*TASK DETAILS*. Repeat everything in the data from the line containing "Guideline: for each instance of the side" down to the line containing "column 633, row 201", including both of those lines, and nothing else.

----------------------------------------

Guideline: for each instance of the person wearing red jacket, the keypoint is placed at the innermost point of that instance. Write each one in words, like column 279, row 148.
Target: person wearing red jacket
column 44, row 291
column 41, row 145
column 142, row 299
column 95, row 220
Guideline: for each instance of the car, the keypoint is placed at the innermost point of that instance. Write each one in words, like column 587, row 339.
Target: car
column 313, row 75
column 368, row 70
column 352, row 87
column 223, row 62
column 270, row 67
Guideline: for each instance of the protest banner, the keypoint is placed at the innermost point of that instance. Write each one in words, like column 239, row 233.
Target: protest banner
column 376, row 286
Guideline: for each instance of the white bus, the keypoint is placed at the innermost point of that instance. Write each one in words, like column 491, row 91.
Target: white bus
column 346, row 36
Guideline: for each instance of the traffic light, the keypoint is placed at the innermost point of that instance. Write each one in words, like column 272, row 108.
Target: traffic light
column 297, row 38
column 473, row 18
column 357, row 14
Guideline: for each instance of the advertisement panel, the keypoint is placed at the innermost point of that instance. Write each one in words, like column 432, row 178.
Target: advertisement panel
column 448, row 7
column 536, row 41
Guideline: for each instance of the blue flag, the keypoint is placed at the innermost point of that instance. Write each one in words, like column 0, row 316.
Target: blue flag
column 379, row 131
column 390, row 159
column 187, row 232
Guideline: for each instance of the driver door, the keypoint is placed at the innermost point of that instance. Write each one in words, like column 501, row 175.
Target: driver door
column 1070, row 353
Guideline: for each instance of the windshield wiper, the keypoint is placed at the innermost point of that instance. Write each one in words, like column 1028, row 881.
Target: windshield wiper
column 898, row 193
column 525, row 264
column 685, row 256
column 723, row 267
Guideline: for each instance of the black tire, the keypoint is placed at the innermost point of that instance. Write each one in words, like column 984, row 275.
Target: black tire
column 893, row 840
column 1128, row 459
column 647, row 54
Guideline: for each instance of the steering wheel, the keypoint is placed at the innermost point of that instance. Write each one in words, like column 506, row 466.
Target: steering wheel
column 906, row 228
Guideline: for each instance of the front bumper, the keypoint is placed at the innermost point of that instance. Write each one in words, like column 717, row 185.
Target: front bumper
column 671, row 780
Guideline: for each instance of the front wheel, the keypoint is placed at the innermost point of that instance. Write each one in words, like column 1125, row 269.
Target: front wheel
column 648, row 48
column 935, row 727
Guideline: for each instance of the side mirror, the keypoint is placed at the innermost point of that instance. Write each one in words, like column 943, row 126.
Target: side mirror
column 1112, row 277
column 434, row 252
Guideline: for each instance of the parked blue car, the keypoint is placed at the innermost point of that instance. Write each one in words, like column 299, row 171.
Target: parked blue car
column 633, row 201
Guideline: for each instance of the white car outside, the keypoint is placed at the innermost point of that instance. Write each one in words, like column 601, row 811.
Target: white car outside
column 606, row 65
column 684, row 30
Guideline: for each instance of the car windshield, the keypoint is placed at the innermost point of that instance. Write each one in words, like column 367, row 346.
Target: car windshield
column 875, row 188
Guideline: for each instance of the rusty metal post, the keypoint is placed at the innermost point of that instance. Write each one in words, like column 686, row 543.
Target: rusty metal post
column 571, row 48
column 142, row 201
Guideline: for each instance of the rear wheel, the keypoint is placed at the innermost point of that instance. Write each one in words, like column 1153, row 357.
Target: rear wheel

----------------------------------------

*EXPECTED ANSWER*.
Guideline: for each instance of the side mirror, the keypoint is placed at the innermost point of that instance. Write each one in words, like column 943, row 126.
Target: side mirror
column 1112, row 277
column 434, row 252
Guideline: for each instance of the parked blue car, the keypoint is placed at the innermost point of that instance. Write each one in words, like column 299, row 171.
Target: parked blue car
column 633, row 201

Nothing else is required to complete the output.